----- Excerpted data
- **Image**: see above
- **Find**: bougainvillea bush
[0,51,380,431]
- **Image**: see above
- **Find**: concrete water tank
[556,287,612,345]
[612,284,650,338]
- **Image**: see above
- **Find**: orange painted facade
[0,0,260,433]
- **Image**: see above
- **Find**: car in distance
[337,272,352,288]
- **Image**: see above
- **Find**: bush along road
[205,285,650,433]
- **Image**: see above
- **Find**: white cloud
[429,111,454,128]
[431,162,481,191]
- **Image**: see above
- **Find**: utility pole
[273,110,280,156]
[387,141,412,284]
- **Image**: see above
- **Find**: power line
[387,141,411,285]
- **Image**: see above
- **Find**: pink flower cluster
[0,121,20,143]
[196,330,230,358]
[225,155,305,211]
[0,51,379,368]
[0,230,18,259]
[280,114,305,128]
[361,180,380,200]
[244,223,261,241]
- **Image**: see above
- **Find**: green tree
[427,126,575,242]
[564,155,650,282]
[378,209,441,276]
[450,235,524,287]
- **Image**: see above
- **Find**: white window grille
----------
→ Work to do: Copy all of the records above, unchanged and word for word.

→ Solved exercise:
- **Image**: see above
- **Find**: bougainvillea bush
[0,51,380,431]
- **Image**: see above
- **Find**: concrete water tank
[556,287,612,345]
[612,284,650,338]
- **Image**: see above
- **Find**: orange painted facade
[0,0,260,433]
- **Image**: see above
- **Find**: car in distance
[337,272,352,288]
- **Image**: see above
- **Find**: bush along road
[205,285,650,433]
- **Image**: see above
- **Find**: white cloud
[429,111,454,128]
[431,162,481,191]
- **Image**: see above
- **Find**: utility pole
[273,110,280,156]
[387,141,412,284]
- **Image**: see above
- **Find**: power line
[387,141,411,285]
- **Image**: see above
- **Find**: pink flower cluster
[0,121,20,143]
[196,330,230,358]
[225,155,305,211]
[0,51,379,368]
[0,230,18,259]
[280,114,305,128]
[361,180,380,200]
[244,223,261,241]
- **Image**: see above
- **Find**: green tree
[427,126,575,242]
[564,155,650,282]
[378,209,441,276]
[450,235,524,287]
- **Image**: see above
- **Find**: white window grille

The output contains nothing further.